== 任务说明 ==
判断以下三条陈述是否与下方关于graphrag实体丢失的讨论相符。每条答“是”或“否”，并原样引用讨论中起决定作用的词句。
1. 提问的实体种类超过5个时，graphrag容易丢失实体。
2. 经过优化，长查询的命中率至少提高了50%。
3. summarized_description.txt中手动补充了10个示例。

== 选定文本 ==
- - -

Is your feature request related to a problem? Please describe.

** 前言：感谢Graphrag项目组的开源付出，这让我的工作得到了飞跃性质的效率提升！包括开发过程文档和规章文档，借助于Graphrag的能力，不仅对于个人，更是对于团队，让我们实质上得到了普惠。

** 功能建议原因：在生产运行了一段时间后，我们发现graphrag对提问中的很多显式的关系没有能够被正确提取如下例：

4499始发航班A330机型，航班搭载要客联合国秘书长，预计起飞时间14:00，航班机组情况{机长：张三，岗位：责任机长，等级：教员，乘务长：李四，等级：科长，空保组长：王五，等级：科长}

在该例子中，我通过 prompt_tune 成功从文档里提取了 4499作为航班号始发航班作为航班类型，A330机型作为飞机类型，要客作为乘客类型，联合国秘书长作为要客级别等实体。但在提问中local和global均忽视了始发航班、联合国秘书长、空保组长三个实体。这在运行中很意外。

Describe the solution you'd like

通过进一步实验发现，当提问的实体种类超过5个时（或提问长度达到100字以上时），graphrag极易发生实体丢失的情况，普遍为2~4个实体。因此，我基于构建实体的entity_extraction的思路，验证了一个新思路：通过优化用户提问来实现更好更准取得查询效果，经过优化的内容大概是这样的：

-Examples- ######################

Example 1:

user question: 4499始发航班，属于A330机型，预计起飞时间14:00，目前机组到位时间:13:10，是否符合航班保障标准要求?

output: 请根据以下信息判断是否符合航班保障标准要求：航班为始发航班，航班号为4499，机型为A330，预计起飞时间为14:00，机组到位时间为13:10。请提供详细的评估和结论。 ######################

我在工作中已经实装了这些优化。这在长查询中至少提高了31%的命中率，并且极大的改善了回复的期望质量。

我将这个实践作为功能请求分享给你们，希望能够普惠到更多人。

Additional context

No response

Aug 19 '24 07:08 shaoqing404

有更多实验相关的细则，如果你们感兴趣，我愿意分享。

Aug 19 '24 07:08 shaoqing404

请问您的summarized_description.txt中是否有相关实例，生成的create_summarized_entities.parquet中是否有内容

Aug 19 '24 07:08 yangxue-1

有更多实验相关的细则，如果你们感兴趣，我愿意分享。

其他的优化实例可以再列举一两个吗？

另外，您是否设计了分场景的prompt进行优化？

Aug 19 '24 08:08 yangxue-1

请问您的summarized_description.txt中是否有相关实例，生成的create_summarized_entities.parquet中是否有内容

我不太理解你的意思。在summarized_description.txt 是我手动修改的，补充了少量示例（3个），create_summarized_entities.parquet中存在内容

Aug 20 '24 02:08 shaoqing404

请问您的summarized_description.txt中是否有相关实例，生成的create_summarized_entities.parquet中是否有内容

我不太理解你的意思。在summarized_description.txt 是我手动修改的，补充了少量示例（3个），create_summarized_entities.parquet中存在内容

请问大佬，prompt_tune后生成的四个模板，是否都手动修改过？能否提供一下修改后的模板以供参考？

Aug 20 '24 04:08 KDD2018

请问您的summarized_description.txt中是否有相关实例，生成的create_summarized_entities.parquet中是否有内容

我不太理解你的意思。在summarized_description.txt 是我手动修改的，补充了少量示例（3个），create_summarized_entities.parquet中存在内容

可以分享一下示例的格式吗？

- - -

== 所给数据 ==
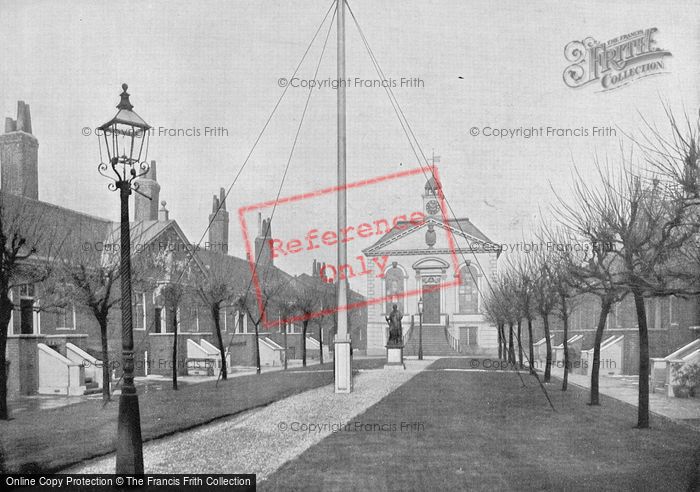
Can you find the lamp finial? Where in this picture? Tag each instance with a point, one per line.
(125, 103)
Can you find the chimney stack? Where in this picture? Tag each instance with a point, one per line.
(219, 220)
(145, 209)
(163, 212)
(19, 173)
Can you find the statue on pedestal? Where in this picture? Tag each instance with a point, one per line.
(395, 329)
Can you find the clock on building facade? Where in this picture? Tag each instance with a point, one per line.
(432, 207)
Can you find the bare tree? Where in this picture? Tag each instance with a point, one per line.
(217, 289)
(29, 246)
(172, 282)
(306, 303)
(563, 254)
(273, 288)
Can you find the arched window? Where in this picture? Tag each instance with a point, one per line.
(468, 296)
(394, 287)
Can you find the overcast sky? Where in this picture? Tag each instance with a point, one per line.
(190, 65)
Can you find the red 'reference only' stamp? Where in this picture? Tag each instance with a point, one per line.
(311, 240)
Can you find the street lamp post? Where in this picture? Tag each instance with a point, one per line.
(420, 329)
(125, 137)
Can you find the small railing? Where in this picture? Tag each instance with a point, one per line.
(407, 335)
(451, 340)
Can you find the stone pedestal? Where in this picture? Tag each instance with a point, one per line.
(343, 366)
(394, 357)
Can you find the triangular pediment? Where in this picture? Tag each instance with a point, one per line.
(410, 239)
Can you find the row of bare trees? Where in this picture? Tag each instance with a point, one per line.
(634, 232)
(38, 249)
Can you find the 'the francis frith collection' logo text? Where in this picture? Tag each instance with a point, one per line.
(614, 63)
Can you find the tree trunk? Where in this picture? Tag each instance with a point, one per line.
(5, 314)
(548, 340)
(643, 406)
(500, 340)
(531, 346)
(595, 368)
(215, 314)
(520, 344)
(511, 347)
(286, 348)
(565, 319)
(106, 377)
(257, 348)
(320, 342)
(175, 349)
(305, 325)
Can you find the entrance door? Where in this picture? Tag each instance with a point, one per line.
(431, 306)
(26, 324)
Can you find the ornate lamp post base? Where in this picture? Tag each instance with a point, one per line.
(343, 366)
(394, 357)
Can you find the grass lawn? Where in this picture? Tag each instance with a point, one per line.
(485, 431)
(48, 440)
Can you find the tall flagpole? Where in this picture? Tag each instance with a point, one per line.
(343, 372)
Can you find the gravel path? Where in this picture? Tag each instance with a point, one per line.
(262, 440)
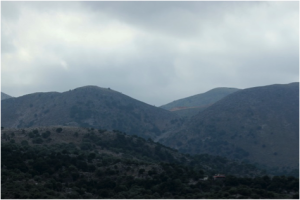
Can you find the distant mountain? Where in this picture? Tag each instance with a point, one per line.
(260, 124)
(88, 106)
(4, 96)
(190, 106)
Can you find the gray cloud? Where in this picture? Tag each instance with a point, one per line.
(154, 51)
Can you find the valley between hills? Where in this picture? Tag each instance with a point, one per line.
(97, 143)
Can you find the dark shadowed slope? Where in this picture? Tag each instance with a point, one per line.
(4, 96)
(259, 124)
(190, 106)
(89, 106)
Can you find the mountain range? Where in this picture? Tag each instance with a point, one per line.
(190, 106)
(257, 125)
(88, 106)
(4, 96)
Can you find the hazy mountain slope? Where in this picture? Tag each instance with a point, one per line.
(190, 106)
(200, 100)
(4, 96)
(88, 107)
(258, 124)
(76, 163)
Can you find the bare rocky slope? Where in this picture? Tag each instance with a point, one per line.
(258, 124)
(88, 106)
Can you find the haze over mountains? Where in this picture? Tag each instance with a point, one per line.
(259, 125)
(190, 106)
(88, 106)
(4, 96)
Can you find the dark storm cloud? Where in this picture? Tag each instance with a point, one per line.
(155, 51)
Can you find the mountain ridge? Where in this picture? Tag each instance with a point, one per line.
(88, 106)
(259, 124)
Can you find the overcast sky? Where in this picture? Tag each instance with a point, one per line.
(155, 51)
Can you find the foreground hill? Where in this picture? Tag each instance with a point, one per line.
(77, 163)
(257, 124)
(190, 106)
(89, 106)
(4, 96)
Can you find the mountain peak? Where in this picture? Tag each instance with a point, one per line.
(4, 96)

- - -

== 回答 ==
1. 是。“当提问的实体种类超过5个时（或提问长度达到100字以上时），graphrag极易发生实体丢失的情况”
2. 否。“这在长查询中至少提高了31%的命中率”
3. 否。“补充了少量示例（3个）”